In the items below, rewrite every line from the one containing "Category: white cloud" through the last line, increasing each coordinate by 84 and keeping all other lines unchanged.

━━━ Data provided ━━━

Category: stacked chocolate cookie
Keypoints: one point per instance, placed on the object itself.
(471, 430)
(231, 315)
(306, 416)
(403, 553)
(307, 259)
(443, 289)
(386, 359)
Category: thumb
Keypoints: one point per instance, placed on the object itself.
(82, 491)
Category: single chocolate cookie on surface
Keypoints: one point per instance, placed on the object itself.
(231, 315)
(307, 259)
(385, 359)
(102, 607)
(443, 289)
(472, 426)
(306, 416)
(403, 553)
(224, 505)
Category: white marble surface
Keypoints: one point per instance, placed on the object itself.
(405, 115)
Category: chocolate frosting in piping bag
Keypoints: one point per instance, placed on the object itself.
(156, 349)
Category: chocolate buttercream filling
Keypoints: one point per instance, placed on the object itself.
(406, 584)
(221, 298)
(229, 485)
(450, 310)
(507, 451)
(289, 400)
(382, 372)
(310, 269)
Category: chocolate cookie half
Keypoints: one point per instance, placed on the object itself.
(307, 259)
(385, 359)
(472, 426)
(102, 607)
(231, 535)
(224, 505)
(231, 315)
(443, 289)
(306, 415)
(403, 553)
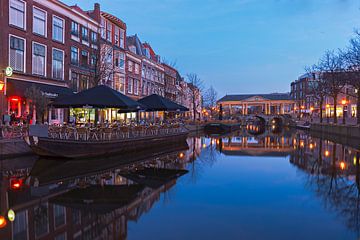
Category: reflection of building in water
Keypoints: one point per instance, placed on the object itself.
(333, 172)
(59, 210)
(256, 146)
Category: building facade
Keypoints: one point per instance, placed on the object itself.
(307, 102)
(63, 49)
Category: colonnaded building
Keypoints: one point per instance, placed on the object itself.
(246, 104)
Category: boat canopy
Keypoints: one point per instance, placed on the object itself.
(155, 102)
(98, 97)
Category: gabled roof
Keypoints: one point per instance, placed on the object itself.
(241, 97)
(135, 41)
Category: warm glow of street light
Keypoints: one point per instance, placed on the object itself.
(2, 222)
(342, 165)
(327, 153)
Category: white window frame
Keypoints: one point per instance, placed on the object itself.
(45, 21)
(52, 28)
(24, 15)
(11, 35)
(52, 65)
(78, 58)
(32, 51)
(132, 85)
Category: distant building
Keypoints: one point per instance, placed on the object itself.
(306, 100)
(244, 104)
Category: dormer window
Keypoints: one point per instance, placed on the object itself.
(132, 49)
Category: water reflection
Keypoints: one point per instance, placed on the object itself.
(333, 173)
(100, 198)
(87, 199)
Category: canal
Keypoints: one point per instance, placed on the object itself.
(276, 185)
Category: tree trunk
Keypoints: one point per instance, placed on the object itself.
(358, 108)
(321, 105)
(335, 106)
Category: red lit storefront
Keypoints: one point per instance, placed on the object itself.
(18, 106)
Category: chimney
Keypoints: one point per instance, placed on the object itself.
(97, 12)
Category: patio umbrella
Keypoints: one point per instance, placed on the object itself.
(98, 97)
(155, 102)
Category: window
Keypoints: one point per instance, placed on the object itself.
(17, 13)
(119, 83)
(59, 215)
(75, 29)
(108, 31)
(93, 60)
(58, 64)
(61, 236)
(38, 59)
(122, 61)
(130, 66)
(130, 85)
(122, 38)
(93, 37)
(116, 35)
(20, 226)
(17, 54)
(136, 87)
(74, 55)
(39, 21)
(83, 83)
(102, 28)
(137, 68)
(41, 220)
(143, 71)
(132, 49)
(58, 29)
(73, 81)
(84, 58)
(85, 34)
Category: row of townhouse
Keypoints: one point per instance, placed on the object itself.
(63, 49)
(306, 100)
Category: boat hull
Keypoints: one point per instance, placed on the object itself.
(55, 148)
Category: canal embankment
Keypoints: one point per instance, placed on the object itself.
(348, 135)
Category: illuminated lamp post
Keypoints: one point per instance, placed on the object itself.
(328, 112)
(344, 102)
(7, 72)
(311, 113)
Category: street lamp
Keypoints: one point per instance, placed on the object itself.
(327, 112)
(344, 102)
(311, 112)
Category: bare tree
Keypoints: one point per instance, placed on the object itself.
(210, 98)
(103, 65)
(331, 68)
(37, 101)
(171, 63)
(317, 88)
(352, 58)
(196, 86)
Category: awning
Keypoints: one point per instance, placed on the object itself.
(18, 88)
(155, 102)
(98, 97)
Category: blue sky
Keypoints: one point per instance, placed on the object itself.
(239, 46)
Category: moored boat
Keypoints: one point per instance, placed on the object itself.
(86, 148)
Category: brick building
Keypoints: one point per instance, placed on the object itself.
(48, 45)
(170, 82)
(63, 49)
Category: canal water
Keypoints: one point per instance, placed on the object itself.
(276, 185)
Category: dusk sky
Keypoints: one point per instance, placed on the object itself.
(239, 46)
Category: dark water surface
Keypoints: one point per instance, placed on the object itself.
(285, 185)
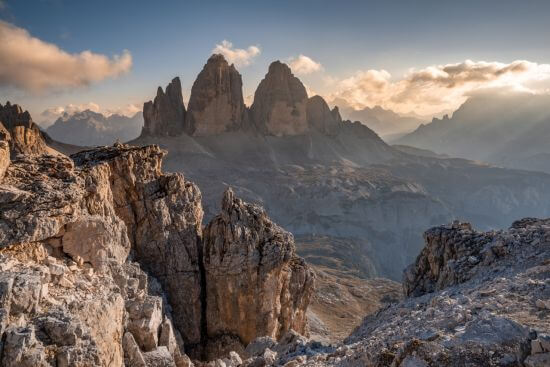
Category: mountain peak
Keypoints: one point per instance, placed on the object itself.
(166, 114)
(280, 102)
(216, 104)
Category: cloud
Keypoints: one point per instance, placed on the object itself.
(49, 115)
(438, 87)
(33, 65)
(237, 56)
(303, 65)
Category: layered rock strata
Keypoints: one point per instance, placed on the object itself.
(165, 116)
(256, 285)
(280, 103)
(123, 242)
(321, 117)
(24, 135)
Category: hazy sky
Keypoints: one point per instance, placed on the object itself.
(404, 55)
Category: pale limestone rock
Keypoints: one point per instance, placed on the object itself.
(159, 357)
(4, 157)
(280, 103)
(132, 352)
(25, 136)
(321, 118)
(165, 116)
(96, 239)
(256, 285)
(216, 104)
(145, 319)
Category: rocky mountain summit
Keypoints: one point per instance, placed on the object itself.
(165, 116)
(280, 102)
(104, 262)
(281, 106)
(216, 104)
(19, 131)
(474, 299)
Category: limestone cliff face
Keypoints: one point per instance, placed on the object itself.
(5, 137)
(162, 214)
(321, 117)
(104, 254)
(280, 103)
(25, 136)
(216, 104)
(165, 116)
(256, 284)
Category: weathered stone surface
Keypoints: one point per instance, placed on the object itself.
(255, 283)
(470, 312)
(321, 118)
(280, 103)
(4, 151)
(68, 229)
(165, 116)
(25, 135)
(132, 352)
(216, 104)
(163, 215)
(145, 319)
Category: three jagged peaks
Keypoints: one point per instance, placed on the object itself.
(281, 105)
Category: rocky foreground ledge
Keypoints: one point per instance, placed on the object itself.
(104, 262)
(474, 299)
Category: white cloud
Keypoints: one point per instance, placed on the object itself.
(33, 65)
(237, 56)
(439, 87)
(303, 65)
(48, 116)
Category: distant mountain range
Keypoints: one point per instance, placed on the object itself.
(386, 123)
(88, 128)
(508, 130)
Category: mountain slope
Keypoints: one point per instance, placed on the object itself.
(507, 130)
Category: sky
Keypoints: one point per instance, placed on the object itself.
(419, 57)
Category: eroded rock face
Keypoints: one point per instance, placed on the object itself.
(256, 285)
(70, 231)
(216, 104)
(25, 136)
(321, 117)
(280, 103)
(4, 150)
(162, 214)
(475, 299)
(165, 116)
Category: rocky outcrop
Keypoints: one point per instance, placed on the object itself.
(123, 242)
(280, 103)
(162, 214)
(68, 289)
(5, 137)
(25, 136)
(321, 117)
(256, 285)
(482, 301)
(165, 116)
(216, 104)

━━━

- Response
Category: white cloud
Keypoints: one point per instance, placed on the object itself.
(117, 149)
(321, 140)
(523, 171)
(387, 149)
(132, 200)
Category: distant mountain range
Keypoints: one point per instance, placed on the object itself.
(470, 207)
(172, 212)
(592, 214)
Category: mountain slope
Keypoints: one point per instance, placed on the object itself.
(591, 214)
Category: sky
Keypoints: one point per instance, placed on the object itself.
(503, 141)
Category: eroded rock face
Keypoints: one point per instance, placed on the object itself.
(340, 369)
(154, 315)
(300, 188)
(109, 220)
(405, 201)
(364, 187)
(88, 234)
(246, 298)
(559, 383)
(249, 200)
Category: rocky outcrop
Keypoints: one point per instance, placed on the object itself.
(207, 326)
(364, 187)
(246, 298)
(152, 373)
(89, 221)
(109, 220)
(405, 201)
(340, 369)
(566, 385)
(249, 200)
(300, 188)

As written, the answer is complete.